--- Aim ---
Please copy out, word for word, the lines of the listing below from the line with "Target: white rugby ball" through the end of the listing, including both ends. Leave the pictures out of your copy.

Pointing dataset listing:
Begin

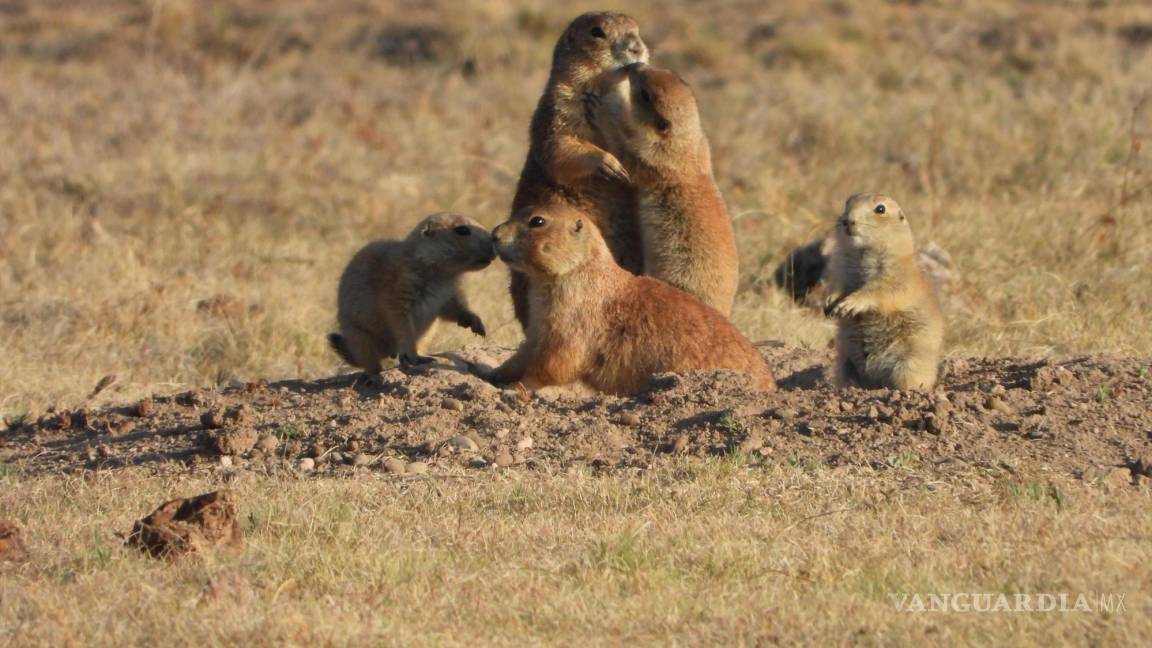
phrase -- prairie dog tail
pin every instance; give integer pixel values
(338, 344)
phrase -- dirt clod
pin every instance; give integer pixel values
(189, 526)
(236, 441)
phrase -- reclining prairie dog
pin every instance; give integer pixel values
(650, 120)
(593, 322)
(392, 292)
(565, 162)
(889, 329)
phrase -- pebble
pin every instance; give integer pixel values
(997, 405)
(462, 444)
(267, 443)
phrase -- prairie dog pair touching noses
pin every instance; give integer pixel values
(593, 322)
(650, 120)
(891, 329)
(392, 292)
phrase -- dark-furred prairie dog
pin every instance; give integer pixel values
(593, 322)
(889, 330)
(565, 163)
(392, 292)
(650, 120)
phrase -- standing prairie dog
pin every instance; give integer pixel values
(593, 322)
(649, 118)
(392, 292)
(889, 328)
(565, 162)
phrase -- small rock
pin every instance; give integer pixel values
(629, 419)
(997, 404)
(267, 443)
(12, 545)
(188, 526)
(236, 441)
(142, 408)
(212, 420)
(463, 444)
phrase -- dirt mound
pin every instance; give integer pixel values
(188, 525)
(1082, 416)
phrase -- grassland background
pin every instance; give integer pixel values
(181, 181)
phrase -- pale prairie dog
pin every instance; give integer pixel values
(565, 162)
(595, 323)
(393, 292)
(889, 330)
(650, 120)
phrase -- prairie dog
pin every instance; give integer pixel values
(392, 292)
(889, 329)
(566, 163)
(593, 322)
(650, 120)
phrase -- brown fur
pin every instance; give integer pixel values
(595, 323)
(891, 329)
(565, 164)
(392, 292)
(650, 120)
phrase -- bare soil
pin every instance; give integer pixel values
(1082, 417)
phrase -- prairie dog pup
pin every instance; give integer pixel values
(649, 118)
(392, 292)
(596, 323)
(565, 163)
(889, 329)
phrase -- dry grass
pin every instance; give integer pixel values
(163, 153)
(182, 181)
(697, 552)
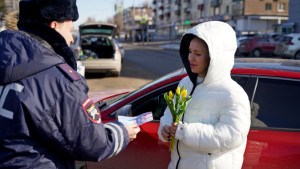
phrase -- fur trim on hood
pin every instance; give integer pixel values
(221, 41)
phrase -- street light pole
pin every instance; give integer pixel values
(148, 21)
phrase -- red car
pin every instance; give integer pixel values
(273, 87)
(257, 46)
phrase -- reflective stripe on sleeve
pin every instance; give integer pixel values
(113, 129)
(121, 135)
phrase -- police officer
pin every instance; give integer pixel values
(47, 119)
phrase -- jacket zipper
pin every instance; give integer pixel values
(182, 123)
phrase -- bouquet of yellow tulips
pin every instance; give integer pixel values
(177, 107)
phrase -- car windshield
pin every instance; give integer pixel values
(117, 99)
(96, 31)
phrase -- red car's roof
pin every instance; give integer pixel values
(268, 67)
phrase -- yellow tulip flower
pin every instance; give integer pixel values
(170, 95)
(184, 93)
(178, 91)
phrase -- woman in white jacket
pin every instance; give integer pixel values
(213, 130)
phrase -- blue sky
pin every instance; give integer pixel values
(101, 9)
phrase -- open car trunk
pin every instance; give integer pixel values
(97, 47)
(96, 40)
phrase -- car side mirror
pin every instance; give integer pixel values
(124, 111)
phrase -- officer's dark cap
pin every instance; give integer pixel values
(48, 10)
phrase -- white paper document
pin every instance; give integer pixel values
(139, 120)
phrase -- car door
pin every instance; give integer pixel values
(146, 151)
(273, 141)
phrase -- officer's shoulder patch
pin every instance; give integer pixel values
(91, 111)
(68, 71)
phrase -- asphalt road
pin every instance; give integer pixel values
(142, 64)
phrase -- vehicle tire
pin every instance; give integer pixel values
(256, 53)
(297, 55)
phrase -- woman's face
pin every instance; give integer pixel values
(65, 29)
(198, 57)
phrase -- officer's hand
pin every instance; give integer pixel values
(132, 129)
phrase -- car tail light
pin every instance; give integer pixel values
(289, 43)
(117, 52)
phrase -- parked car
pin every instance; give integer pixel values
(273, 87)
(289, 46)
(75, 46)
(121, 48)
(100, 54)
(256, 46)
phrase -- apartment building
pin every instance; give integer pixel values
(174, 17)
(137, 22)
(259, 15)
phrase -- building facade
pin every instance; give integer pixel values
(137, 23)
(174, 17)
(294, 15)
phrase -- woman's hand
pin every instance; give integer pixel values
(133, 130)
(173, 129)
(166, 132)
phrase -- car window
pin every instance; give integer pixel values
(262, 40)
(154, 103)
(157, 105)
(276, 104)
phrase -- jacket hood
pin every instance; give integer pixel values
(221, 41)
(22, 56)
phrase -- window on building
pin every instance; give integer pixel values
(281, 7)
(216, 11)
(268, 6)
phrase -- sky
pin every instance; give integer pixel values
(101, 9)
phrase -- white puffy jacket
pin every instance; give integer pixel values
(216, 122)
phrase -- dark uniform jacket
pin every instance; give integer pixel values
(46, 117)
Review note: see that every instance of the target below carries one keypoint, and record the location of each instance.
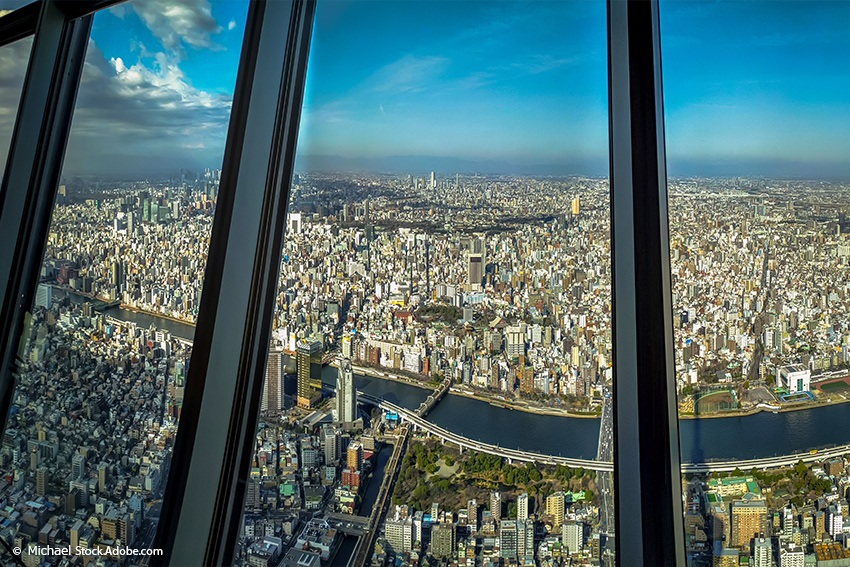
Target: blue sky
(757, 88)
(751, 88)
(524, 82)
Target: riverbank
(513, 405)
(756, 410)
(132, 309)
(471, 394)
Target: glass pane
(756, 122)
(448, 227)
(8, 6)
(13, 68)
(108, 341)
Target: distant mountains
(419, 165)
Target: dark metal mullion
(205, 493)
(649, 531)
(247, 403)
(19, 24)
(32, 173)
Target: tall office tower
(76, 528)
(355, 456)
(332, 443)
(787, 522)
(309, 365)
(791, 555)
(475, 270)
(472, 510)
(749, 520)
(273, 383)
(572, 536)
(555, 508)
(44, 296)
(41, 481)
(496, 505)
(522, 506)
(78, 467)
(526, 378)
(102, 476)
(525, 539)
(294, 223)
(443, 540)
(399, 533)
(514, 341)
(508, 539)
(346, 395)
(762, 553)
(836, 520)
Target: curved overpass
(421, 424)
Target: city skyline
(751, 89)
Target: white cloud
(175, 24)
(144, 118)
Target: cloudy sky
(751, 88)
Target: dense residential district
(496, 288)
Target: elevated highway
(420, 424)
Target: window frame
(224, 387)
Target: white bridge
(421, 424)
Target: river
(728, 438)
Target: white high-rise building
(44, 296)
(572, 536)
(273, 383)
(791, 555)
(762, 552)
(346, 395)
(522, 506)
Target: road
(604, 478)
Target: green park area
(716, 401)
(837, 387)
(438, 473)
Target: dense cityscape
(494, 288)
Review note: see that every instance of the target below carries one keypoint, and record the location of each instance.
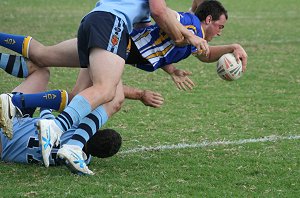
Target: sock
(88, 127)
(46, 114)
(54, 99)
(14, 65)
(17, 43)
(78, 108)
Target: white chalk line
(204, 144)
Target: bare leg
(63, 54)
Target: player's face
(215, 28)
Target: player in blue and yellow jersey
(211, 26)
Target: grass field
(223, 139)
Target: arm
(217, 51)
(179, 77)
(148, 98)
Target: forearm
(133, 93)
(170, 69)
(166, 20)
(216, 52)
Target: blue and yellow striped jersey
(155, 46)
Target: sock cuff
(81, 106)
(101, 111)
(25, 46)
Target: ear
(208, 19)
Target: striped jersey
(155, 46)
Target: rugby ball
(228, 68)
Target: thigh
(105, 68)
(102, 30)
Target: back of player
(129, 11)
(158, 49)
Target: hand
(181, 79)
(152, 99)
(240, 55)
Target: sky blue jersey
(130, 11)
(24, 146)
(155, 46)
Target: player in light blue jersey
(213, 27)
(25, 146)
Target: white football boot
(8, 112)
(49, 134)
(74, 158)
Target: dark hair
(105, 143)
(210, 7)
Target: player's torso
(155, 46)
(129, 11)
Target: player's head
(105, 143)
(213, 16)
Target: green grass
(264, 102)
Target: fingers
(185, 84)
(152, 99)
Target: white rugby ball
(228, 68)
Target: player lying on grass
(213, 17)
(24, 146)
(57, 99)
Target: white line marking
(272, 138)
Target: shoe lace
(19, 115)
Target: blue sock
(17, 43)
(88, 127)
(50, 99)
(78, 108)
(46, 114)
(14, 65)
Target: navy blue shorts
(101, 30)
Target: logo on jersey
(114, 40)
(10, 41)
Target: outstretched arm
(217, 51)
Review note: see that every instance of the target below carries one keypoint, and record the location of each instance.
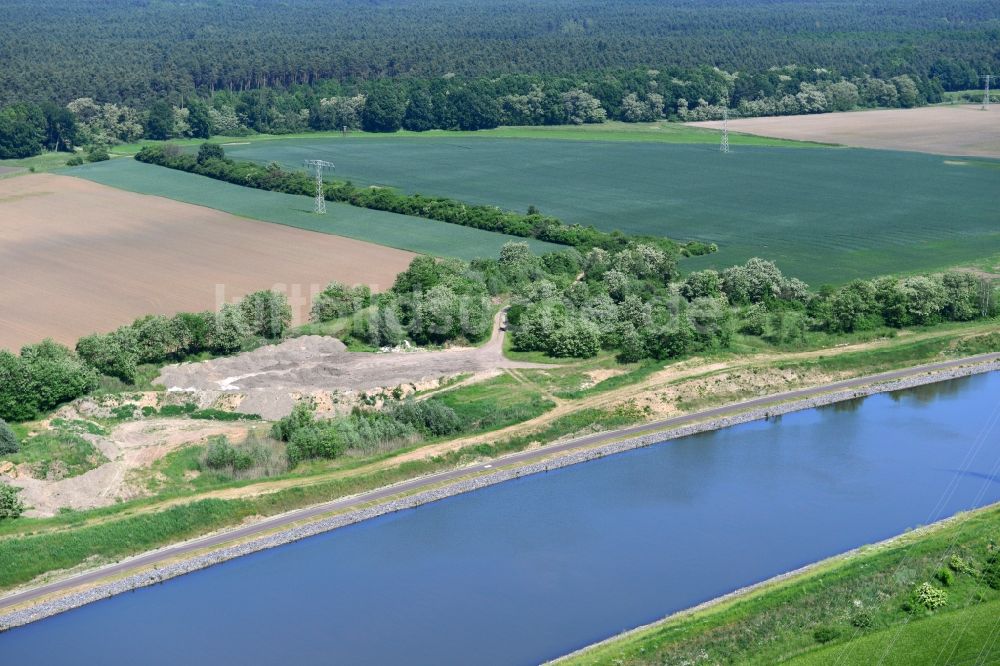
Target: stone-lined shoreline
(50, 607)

End

--- Complete output ---
Target: white rugby ball
(228, 68)
Target: player lying on grass
(213, 17)
(24, 146)
(57, 99)
Target: white line marking
(272, 138)
Target: shoe lace
(19, 115)
Target: blue sock
(17, 43)
(88, 127)
(50, 99)
(78, 108)
(46, 114)
(14, 65)
Target: navy blue shorts
(101, 30)
Target: logo on jersey
(114, 40)
(10, 41)
Target: outstretched arm
(217, 51)
Review note: see that every instance of the target below carries one keypoint, and record the location of each instance.
Target: stone-lined shoreline
(50, 607)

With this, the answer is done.